-- Assigned task --
Continue the text on H19 2992 genotype, birthweight and growth from its last sentence.

-- Study text --
.....

Table 4 Birthweight and IGF-II levels by offspring H19 2992 genotype, within CC genotype mother's (i.e. effect of fetal genotype), (ALSPAC cohort)

H19 2992 allele transmission and parent-of-origin effects

Among the validated parent-offspring trios, comparison of allele transmission from heterozygous parents to their offspring showed that T versus C allele transmission was not associated with birthweight (P = 0.22, number of observations = 204), nor with cord blood IGF-II levels (P = 0.52, number of observations = 38). Nor was there any difference between paternal and maternal T allele transmission (parent-of-origin effects) on birthweight (P = 0.92, number of observations = 87), or on IGF-II levels (P = 0.81, number of observations = 15). Data on mother's parents' genotypes were unavailable.

Genotype associations with postnatal weight gain

1,449 ALSPAC children were followed-up to age 3 years. Neither offspring nor parental H19 genotypes showed association with offspring body size at age 3 years (not shown). The apparent loss of T allele-related size advantage between birth and age 3 years was explained by slower rates of weight gain during this period (Table 5). As with birthweight and IGF-II levels, the H19 2992 genotype associations with postnatal weight gain were more apparent in offspring of first pregnancies (Figure 2).

.....

-- Data shown --
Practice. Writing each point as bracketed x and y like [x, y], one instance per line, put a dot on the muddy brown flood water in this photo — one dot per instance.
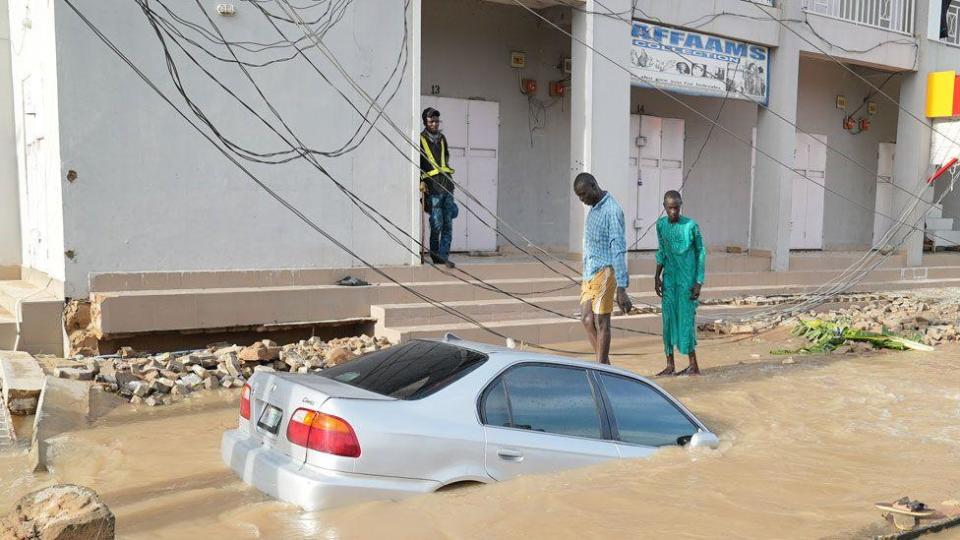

.....

-- Written answer --
Table 5 Size at 3 years, and growth from birth, by offspring H19 2992 genotype, (ALSPAC cohort)
Figure 2

Postnatal weight gain (change in weight SD score 0–3 years) in the ALSPAC cohort, by offspring's (A) or mother's (B) H19 2992 genotype, and stratified by birth order ("Primip" = mother's first child; "Non-primip" = second or subsequent child). Mean ± 95% CI. The overall association between weight gain and offspring genotype (CC vs. T* [CT or TT], P = 0.01; Table 5) was only apparent in first-born offspring.

Replication of mother's H19 2992 genotype associations in the Cambridge cohort

In the independent Cambridge birth cohort (n = 646 births analysed), we obtained additional support for the association between mother's H19 2992T allele and larger birthweight in offspring of first pregnancies (P = 0.04, Figure 3A). Mother's glucose levels one hour post oral glucose at 27 to 32 weeks gestation (mean ± SD: 5.5 ± 1.2 mmol/l) were positively related to offspring birthweight (r = 0.14, P = 0.01), and mother's H19 2992 T/* genotype was also associated with higher mother's glucose levels during first pregnancies (P = 0.01, Figure 3B).

Figure 3

Birthweight SD score (A) and mother's glucose levels one hour post-oral glucose load at 27 to 32 weeks gestation (B) in the Cambridge cohort, by mother's H19 2992 genotype, and stratified by birth order ("Primip" = mother's first child; "Non-primip" = second or subsequent child). Mean ± 95% CI. Associations with mother's genotype (CC vs. T* [CT or TT]) were only seen in first pregnancies.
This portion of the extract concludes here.